▶ **The task**:
Which lines in the records below contain the string "every", with case counting? List each such line in full.

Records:
═══
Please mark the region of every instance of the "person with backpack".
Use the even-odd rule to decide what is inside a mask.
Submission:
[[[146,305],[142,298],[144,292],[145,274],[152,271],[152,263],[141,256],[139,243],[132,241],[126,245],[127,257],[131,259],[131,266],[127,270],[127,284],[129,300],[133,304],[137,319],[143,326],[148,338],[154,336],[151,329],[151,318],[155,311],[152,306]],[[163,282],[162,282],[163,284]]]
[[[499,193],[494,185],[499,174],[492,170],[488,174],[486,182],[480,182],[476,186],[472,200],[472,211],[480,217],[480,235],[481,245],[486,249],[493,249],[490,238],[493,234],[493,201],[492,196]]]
═══
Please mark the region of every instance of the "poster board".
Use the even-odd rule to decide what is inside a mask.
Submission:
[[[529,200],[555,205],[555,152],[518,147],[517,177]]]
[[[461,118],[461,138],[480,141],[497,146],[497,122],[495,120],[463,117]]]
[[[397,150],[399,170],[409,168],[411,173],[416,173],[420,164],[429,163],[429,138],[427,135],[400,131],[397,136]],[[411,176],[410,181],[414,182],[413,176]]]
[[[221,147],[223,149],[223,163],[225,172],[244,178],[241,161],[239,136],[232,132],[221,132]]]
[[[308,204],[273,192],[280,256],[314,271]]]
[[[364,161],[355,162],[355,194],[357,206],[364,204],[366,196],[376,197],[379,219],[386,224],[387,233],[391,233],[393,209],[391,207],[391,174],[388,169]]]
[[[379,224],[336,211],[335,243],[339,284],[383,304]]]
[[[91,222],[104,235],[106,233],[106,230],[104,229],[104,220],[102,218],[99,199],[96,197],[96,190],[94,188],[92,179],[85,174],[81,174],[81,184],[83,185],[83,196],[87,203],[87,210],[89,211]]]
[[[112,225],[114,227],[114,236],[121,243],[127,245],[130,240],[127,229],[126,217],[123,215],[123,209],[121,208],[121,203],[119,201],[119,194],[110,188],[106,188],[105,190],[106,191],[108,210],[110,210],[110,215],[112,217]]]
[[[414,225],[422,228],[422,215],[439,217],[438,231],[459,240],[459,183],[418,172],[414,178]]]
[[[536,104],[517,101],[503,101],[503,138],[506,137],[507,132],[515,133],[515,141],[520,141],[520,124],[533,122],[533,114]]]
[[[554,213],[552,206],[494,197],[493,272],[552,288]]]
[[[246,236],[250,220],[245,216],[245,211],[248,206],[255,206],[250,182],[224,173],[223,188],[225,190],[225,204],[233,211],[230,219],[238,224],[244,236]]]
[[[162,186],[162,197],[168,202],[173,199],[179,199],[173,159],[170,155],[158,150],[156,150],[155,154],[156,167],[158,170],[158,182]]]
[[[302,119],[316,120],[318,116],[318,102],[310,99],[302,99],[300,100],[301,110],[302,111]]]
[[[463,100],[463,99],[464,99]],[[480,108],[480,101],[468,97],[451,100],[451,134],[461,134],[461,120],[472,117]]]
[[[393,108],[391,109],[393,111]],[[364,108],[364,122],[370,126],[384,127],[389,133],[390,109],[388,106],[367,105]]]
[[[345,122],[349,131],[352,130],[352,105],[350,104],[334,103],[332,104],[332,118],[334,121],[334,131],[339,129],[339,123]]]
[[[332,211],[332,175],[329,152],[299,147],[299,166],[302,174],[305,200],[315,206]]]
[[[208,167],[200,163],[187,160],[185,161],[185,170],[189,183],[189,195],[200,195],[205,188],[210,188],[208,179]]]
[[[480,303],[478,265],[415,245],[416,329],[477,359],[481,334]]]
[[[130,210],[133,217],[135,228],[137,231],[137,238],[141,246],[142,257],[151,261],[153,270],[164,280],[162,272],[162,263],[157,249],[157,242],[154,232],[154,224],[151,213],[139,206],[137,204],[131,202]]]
═══
▶ **The answer**:
Please mark the region of every instance of the "person with backpack".
Please mark the region of every instance of the "poster board".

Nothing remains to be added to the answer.